Page text
“Why do we keep falling in love with cyborgs?” — Interestign poste by Newitz over on i09
Annalee Newitz has posted a piece over on i09 about why we humans love (both Biblically and Platonically) cyborgs. Here’s the link:
http://io9.com/5648537/why-do-we-keep-falling-in-love-with-cyborgs
Most of it is really good. I particularly appreciate her complication of the “natural human” vs. “synthetic cyborg” binary:
This is sure to be an issue in the upcoming Tron: Legacy. Characters from the 1980s film Tron, like hacker Kevin Flynn, have been living in the digital world for decades and creating pieces of software like Quorra (Olivia Wilde), who feel and act like humans. What is the difference between Flynn fabricating Quorra out of software, and fabricating his biological child Sam the old-fashioned way? Given that Quorra is treated like Flynn’s daughter in the forthcoming film, the Tron series suggests the difference is moot.
We are all human-made — some of us in a lab or a mainframe, some of us in a uterus.
The one thing that is missing from Newitz’s account is power–or rather, power imbalances. Good gender theorists know that sexuality and kinship relations are always crossed by power relations (gender, sexuality, class, race, nationality, etc. etc.). Other than a brief nod to the “exoticization” of cyborgs in the very beginning, the piece really doesn’t consider the power dynamics between humans and cyborgs (or among humans and among cyborgs).

Natural-language object grounding data
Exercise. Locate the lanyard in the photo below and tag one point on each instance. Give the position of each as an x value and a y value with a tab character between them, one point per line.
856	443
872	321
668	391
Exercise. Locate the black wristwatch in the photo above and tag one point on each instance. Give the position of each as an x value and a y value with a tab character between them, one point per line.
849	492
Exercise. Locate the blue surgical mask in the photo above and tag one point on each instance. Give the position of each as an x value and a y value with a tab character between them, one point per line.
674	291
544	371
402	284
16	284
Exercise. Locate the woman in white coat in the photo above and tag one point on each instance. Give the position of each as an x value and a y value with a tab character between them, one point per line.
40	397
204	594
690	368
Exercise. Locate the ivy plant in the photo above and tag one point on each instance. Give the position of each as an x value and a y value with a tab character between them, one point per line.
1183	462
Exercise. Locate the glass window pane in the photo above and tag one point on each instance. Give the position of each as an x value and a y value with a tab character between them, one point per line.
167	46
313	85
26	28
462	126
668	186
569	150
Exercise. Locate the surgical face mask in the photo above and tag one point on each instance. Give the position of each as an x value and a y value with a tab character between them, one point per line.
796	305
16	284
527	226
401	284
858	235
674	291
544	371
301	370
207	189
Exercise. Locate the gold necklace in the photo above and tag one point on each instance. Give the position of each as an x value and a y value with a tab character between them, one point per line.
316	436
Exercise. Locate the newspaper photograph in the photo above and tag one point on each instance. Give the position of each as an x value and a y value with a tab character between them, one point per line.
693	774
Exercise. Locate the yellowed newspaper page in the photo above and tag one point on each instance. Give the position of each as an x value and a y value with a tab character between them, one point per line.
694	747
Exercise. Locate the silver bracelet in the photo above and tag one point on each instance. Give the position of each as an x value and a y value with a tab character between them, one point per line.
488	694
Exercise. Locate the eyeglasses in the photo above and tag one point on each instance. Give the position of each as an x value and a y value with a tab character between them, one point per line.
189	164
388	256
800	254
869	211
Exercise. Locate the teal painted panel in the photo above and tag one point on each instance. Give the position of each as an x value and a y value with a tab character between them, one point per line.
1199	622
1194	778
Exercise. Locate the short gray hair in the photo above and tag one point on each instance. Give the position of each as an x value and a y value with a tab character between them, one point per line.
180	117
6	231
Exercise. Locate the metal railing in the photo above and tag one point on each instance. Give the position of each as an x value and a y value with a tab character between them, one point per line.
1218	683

Aim of the exercise
Answer these questions from the blog post:
1. Who wrote the piece on why humans love cyborgs, and on what site was it posted?
2. Which actor plays Quorra?
3. What does the blogger say is missing from Newitz's account?
The items are not needed for the task.

Solution for this exercise
1. Annalee Newitz wrote it, and it was posted on i09.
2. Olivia Wilde.
3. Power, or more precisely, power imbalances.